Harmony Financial (HAFC) Q4 2025: Net Interest Margin Expands 37bps as Deposit Costs Fall

Net interest margin expansion and disciplined cost control defined Harmony Financial’s fourth quarter, as management leveraged deposit repricing and a diversified loan book to counter softer non-interest income. Operational execution remained steady despite competitive deposit markets and heightened payoff activity, with management signaling continued focus on relationship banking and prudent credit oversight into 2026. Investors should monitor expense cadence and deposit retention as the bank navigates an evolving rate landscape.

Summary

  • Deposit Cost Management Drives Margin: Lower deposit rates and stable funding mix supported net interest margin gains.
  • Loan Book Diversification Accelerates: C&I and residential lending growth outpaced legacy CRE concentration, reducing risk profile.
  • Expense Discipline Remains in Focus: Leadership flagged mid-single-digit expense growth with selective talent and tech investments in 2026.

DATA EXTRACTS =>
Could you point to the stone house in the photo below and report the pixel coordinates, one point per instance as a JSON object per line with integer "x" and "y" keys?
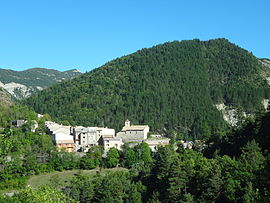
{"x": 131, "y": 133}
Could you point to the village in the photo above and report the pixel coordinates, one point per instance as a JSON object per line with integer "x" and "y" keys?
{"x": 81, "y": 139}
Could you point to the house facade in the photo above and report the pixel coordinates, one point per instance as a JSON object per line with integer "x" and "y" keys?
{"x": 131, "y": 133}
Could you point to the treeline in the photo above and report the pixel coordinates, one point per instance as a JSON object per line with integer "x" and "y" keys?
{"x": 171, "y": 87}
{"x": 172, "y": 174}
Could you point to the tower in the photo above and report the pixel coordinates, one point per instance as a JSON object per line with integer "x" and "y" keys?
{"x": 127, "y": 123}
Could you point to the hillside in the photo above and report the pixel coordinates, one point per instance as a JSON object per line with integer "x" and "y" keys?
{"x": 5, "y": 97}
{"x": 21, "y": 84}
{"x": 174, "y": 86}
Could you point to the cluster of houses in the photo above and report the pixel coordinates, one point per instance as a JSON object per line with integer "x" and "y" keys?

TASK DETAILS =>
Condense the paragraph in the Harmony Financial earnings summary that begins "Net interest margin expansion" into a short bulleted list that keeps its main facts.

SOLUTION TO THIS PROBLEM =>
- Harmony Financial's fourth quarter was defined by net interest margin expansion and disciplined cost control.
- Management used deposit repricing and a diversified loan book to offset softer non-interest income.
- Operations stayed steady despite competitive deposit markets and heavier payoff activity.
- Management plans to keep its focus on relationship banking and prudent credit oversight into 2026.
- Investors should watch expense cadence and deposit retention as rates keep shifting.